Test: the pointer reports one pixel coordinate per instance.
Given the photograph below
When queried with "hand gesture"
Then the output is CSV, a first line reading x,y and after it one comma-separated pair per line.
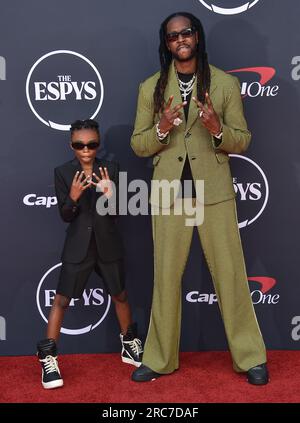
x,y
166,122
208,116
104,182
79,184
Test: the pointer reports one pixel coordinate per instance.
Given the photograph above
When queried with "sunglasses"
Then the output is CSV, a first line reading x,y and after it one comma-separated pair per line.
x,y
80,145
185,33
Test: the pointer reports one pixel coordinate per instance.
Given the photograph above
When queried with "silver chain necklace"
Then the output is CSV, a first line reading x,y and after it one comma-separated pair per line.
x,y
186,87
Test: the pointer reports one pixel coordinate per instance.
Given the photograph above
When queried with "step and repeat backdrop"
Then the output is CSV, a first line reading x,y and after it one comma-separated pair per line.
x,y
66,60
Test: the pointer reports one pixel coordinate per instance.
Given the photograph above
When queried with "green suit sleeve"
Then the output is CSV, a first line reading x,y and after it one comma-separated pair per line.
x,y
236,137
144,141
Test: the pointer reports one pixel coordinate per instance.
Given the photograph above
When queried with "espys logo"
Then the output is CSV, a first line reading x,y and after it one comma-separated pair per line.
x,y
251,188
223,8
259,296
253,88
63,84
94,304
2,329
2,69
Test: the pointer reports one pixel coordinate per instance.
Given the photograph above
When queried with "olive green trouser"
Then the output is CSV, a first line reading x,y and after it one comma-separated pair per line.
x,y
221,244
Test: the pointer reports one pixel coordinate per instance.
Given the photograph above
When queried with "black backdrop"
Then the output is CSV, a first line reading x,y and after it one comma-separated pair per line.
x,y
116,46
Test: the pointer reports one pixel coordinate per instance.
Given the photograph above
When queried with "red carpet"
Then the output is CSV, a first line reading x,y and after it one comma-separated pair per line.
x,y
204,377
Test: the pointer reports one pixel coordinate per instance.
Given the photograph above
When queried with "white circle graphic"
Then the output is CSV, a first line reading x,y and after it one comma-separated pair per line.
x,y
59,126
79,331
248,222
229,10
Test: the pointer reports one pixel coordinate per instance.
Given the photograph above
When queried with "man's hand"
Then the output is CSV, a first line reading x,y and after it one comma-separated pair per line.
x,y
104,183
168,115
79,184
208,116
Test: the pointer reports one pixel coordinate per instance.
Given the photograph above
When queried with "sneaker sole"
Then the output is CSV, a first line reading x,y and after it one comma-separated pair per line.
x,y
53,384
130,361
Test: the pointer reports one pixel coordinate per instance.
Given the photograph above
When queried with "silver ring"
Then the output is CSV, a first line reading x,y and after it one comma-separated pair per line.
x,y
177,121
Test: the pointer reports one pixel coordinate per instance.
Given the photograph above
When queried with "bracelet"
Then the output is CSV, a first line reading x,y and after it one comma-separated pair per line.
x,y
161,135
219,134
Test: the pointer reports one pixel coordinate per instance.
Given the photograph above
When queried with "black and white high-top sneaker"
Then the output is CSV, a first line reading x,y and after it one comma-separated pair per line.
x,y
132,350
47,354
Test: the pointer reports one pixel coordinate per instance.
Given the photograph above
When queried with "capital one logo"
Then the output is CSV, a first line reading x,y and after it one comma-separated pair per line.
x,y
36,200
253,87
296,329
83,315
64,85
259,296
222,7
251,187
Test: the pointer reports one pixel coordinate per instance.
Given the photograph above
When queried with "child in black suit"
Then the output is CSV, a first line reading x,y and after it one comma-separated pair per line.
x,y
92,243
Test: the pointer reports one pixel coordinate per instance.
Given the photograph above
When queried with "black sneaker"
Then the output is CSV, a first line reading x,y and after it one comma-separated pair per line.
x,y
47,354
132,350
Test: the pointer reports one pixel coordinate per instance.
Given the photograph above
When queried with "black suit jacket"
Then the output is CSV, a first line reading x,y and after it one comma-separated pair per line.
x,y
83,216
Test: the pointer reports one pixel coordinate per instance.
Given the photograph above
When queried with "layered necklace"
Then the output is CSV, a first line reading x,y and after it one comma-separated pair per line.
x,y
185,87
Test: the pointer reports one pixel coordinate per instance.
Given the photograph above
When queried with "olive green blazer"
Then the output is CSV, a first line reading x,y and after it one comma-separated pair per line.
x,y
191,139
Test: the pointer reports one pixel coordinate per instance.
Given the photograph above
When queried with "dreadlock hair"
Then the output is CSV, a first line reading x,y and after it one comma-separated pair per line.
x,y
165,56
84,124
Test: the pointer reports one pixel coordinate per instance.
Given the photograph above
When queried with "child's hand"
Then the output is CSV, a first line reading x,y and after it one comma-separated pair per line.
x,y
79,184
104,183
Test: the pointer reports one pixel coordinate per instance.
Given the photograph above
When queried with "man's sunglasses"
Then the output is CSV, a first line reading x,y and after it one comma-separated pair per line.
x,y
185,33
80,145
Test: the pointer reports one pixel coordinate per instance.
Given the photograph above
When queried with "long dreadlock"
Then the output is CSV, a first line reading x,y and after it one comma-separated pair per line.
x,y
203,71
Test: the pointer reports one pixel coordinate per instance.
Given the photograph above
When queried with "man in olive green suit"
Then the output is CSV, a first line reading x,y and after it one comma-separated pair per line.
x,y
189,117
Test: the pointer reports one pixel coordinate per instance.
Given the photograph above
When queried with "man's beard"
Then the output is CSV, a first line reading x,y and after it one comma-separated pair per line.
x,y
185,59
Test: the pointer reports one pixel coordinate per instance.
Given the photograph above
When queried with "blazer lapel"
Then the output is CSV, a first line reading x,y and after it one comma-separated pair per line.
x,y
172,88
193,109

TASK ITEM:
In your copy of the records above, include no pictures and match every line exactly.

EXERCISE SOLUTION:
Test: the pointer reports one pixel coordinate per instance.
Given the photograph below
When queried with "hand gesture"
Then the output is CSV, a first line reading x,y and after it one comma-separated pair per line.
x,y
166,122
208,116
104,182
79,184
Test: the pointer reports one pixel coordinate per instance.
Given the photograph above
When queried with "sunglasses"
Then the output is CSV, a first line reading x,y and after it one comma-separated pair per line.
x,y
80,145
185,33
Test: the pointer reports one pixel coordinate per instance.
Given the photograph above
When queried with "silver chain necklace"
Then the output is CSV, a first line reading x,y and after it one comma-separated pair per line.
x,y
186,87
Test: the pointer reports one pixel coordinate per instance.
Given the photograph above
When queried with "step and repeat backdrop"
Then the output is CSV, a first line reading x,y and after it one comma-separated pair per line.
x,y
66,60
Test: the pointer reports one pixel coordinate per instance.
Given the photograph above
When queried with "green suit sleeve"
Then the output is CSV, a first line reading x,y and after it one comma-separated pair per line.
x,y
236,137
144,141
Test: the pointer reports one pixel coordinate per instance.
Given the photograph above
When queried with "espys logo"
Then the output is CSV, a first line reading x,y and after it one comma-separated pair per line.
x,y
251,188
223,8
259,296
253,88
63,84
94,304
2,329
2,69
Test: the pointer reports one pixel coordinate per instance.
Given the photograph above
When queried with "olive green trouser"
Then the output is CSV, a first line reading x,y and after it one comma-separated pair per line.
x,y
221,244
Test: the pointer reports one pixel coordinate per instance.
Given the photograph above
When queried with "black backdrop"
Then the output is CSV, a first line reading x,y and after it one comma-separated pair per line.
x,y
116,46
Test: the pointer reports one pixel coordinate per instance.
Given the photograph above
When queried with "red carpet"
Then the output is CSV, a first line reading x,y and after it one comma-separated pair per line.
x,y
204,377
Test: the pointer reports one pixel coordinate per instance.
Given the photograph above
When queried with "white circle graphic"
Then the output is CSV, a first line reading x,y and after it one comma-separated pair per line.
x,y
59,126
79,331
248,222
229,10
Test: the pointer reports one pixel coordinate per instance.
Given the photograph above
When queried with "man's hand"
Then the output is CSV, a first line reading x,y and after it one comma-separated pair per line.
x,y
104,183
168,115
79,184
208,116
Test: the pointer reports one pixel coordinate per instance.
Given the photograph above
When queried with "sneaker sole"
Then the output is CSV, a first line reading x,y and after it one comma-separated pair per line.
x,y
53,384
130,361
Test: the pointer reports one pixel coordinate per instance.
Given the photograph above
When queried with "silver ring"
Then the output is CSV, a first line reading x,y and after it one comma-separated pair per line.
x,y
177,121
Test: the pointer reports one pixel coordinate per instance.
Given the photograph above
When queried with "bracelet"
Then the output is CSV, a first line reading x,y and after it one comma-separated pair per line.
x,y
161,135
219,134
Test: the pointer reports one pixel coordinate per instance.
Given the photograph above
When queried with "black and white high-top sneaker"
Then the output is CSV, a first line reading x,y and after it one comma-separated pair per line.
x,y
132,350
47,354
Test: the pointer reports one pixel coordinate per instance.
Given the photograph above
When queried with "capital one logo"
Then the output is CSV, a first line reading x,y and after it one comma-separated pair per line.
x,y
36,200
253,87
296,329
83,315
64,85
259,296
222,7
251,187
Test: the pointer reports one pixel coordinate per instance.
Given the photograph above
When queried with "child in black suit"
Then the output is CSV, a first line reading x,y and after it one comma-separated pair per line.
x,y
92,243
Test: the pointer reports one pixel coordinate per instance.
Given the photograph above
When queried with "black sneaker"
Then the output is CSV, a first line reading x,y and after it one comma-separated pair per line.
x,y
47,354
132,350
Test: the pointer reports one pixel coordinate per instance.
Given the photograph above
When queried with "black suit jacket"
Then the output is CSV, a first line reading x,y and after it one comma-separated pair per line.
x,y
83,216
Test: the pointer reports one pixel coordinate per instance.
Given the photograph above
When queried with "layered necklace"
Then the output is CSV, a first line reading x,y and after it one comma-separated pair per line.
x,y
185,87
Test: the pointer reports one pixel coordinate per instance.
Given the photograph above
When queried with "olive green blazer"
Then the output is CSV, a first line reading x,y and after it one comma-separated pair per line.
x,y
191,139
Test: the pointer reports one pixel coordinate per instance.
Given the photograph above
When queried with "dreadlock hair"
Then the output is CSV, a first line reading x,y and after it one comma-separated pair per line.
x,y
165,56
84,124
Test: the pointer reports one pixel coordinate per instance.
Given the photograph above
When queried with "child's hand"
Then the output is CSV, a first line reading x,y and after it one comma-separated pair per line.
x,y
79,184
104,183
Test: the pointer reports one pixel coordinate per instance.
Given the photograph above
When queried with "man's sunglasses"
Then the output is CSV, a first line reading x,y and after it one comma-separated pair per line.
x,y
185,33
80,145
Test: the pointer reports one pixel coordinate per instance.
Given the photograph above
When queried with "long dreadlock"
Then the output is CSV, a first line reading x,y and after it one comma-separated pair per line.
x,y
203,71
Test: the pointer reports one pixel coordinate per instance.
Given the photograph above
When queried with "man in olive green suit"
Then the output is CSV, a first line reading x,y and after it one comma-separated pair per line.
x,y
189,117
Test: the pointer reports one pixel coordinate per instance.
Given the photograph above
When queried with "man's beard"
Then the output is CSV, a first line reading x,y and after it one comma-separated pair per line.
x,y
185,59
Test: the pointer reports one pixel coordinate per instance.
Given the photograph above
When queried with "blazer lapel"
Then the output is CSV, a first line reading x,y and after it one comma-separated pair per line.
x,y
172,88
193,109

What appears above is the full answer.